◆ **Given instruction 1**: In the movie review that comes before the entries, which actor plays Rachel?

◆ **Source extract**:
- - -
Movie Review – The Girl on the Train (2016)

There’s a girl.  There’s a train.

That’s it. Goodnight everybody.

Oh ok, I’ll write a review.

SPOILER ALERT.  “The Spoiler on the Blog.”

BQB here with a review of The Girl on the Train.

Rachel (Emily Blunt) is a booze fiend. Big time alcoholic. Loves the sauce. Mmm…drinky drinks get in my belly.

Every day she rides a train that passes by the homes of two couples that she’s unable to stop thinking about.

One couple is Megan (Haley Bennett) and Scott (Luke Evans).  They appear to live an idyllic life as happy lovers and remind her of the marriage she lost due to her alcoholism.

Ironically, she’s so depressed that her boozing destroyed her marriage that she can’t stop drinking.

SIDENOTE: Haley remains a Jennifer Lawrence doppleganger and has absconded with yet another part from J-Law. First The Magnificent Seven, now this.  3.5 readers, if you look like J-Law, head to Hollywood, for there’s apparently a good living to be made as a J-Law double.

The other couple is Rachel’s ex-husband, Tom (Justin Theroux), now married and the father of a child with Anna (Rebecca Ferguson.)  It breaks her heart to have to constantly see the house she once co-owned inhabited by a woman that isn’t her and a baby that she wanted to have.
- - -
◆ **Stored rows**:
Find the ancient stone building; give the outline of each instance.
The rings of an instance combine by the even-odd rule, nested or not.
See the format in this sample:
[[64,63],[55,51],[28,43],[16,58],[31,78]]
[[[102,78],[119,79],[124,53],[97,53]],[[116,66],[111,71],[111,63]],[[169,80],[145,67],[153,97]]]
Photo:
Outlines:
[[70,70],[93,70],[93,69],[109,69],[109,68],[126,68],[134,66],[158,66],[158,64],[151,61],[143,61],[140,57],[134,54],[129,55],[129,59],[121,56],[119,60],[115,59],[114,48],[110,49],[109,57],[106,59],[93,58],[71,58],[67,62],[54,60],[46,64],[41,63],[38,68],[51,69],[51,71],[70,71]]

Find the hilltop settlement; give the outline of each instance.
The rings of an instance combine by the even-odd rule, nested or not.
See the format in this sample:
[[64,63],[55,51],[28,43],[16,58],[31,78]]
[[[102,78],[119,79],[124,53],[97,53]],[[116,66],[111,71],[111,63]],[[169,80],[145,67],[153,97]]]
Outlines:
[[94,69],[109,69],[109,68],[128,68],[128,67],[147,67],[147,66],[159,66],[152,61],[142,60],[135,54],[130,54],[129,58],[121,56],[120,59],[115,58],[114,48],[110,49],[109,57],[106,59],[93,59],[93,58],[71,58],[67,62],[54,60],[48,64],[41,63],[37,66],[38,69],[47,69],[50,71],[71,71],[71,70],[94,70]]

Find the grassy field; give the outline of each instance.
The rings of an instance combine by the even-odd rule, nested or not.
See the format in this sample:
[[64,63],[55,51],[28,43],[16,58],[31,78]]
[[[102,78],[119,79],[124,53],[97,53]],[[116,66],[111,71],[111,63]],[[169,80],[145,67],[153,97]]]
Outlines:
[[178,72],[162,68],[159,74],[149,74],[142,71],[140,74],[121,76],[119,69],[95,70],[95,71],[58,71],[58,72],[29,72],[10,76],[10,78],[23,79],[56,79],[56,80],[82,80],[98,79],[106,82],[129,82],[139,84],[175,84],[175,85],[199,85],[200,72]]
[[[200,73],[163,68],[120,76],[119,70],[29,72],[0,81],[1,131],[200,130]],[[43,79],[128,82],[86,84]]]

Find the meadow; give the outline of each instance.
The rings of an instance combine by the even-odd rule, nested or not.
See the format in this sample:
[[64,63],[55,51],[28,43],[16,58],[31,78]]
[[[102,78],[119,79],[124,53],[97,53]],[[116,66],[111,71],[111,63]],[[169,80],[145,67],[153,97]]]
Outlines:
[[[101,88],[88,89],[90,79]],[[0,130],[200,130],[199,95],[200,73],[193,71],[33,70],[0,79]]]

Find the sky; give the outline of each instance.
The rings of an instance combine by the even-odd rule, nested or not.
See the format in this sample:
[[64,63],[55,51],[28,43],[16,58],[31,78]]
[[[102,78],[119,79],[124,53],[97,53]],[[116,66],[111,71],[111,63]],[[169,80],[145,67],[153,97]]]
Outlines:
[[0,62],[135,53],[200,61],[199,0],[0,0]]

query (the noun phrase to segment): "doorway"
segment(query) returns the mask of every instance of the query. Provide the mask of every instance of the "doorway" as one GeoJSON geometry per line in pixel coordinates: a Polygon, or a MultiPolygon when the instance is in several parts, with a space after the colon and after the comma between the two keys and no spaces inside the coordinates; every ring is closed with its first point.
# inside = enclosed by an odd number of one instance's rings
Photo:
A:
- - -
◆ **Given instruction 2**: Count the lines of the entries that contain the string "Find", treating case as significant.

◆ **Expected output 1**: Emily Blunt

◆ **Expected output 2**: 5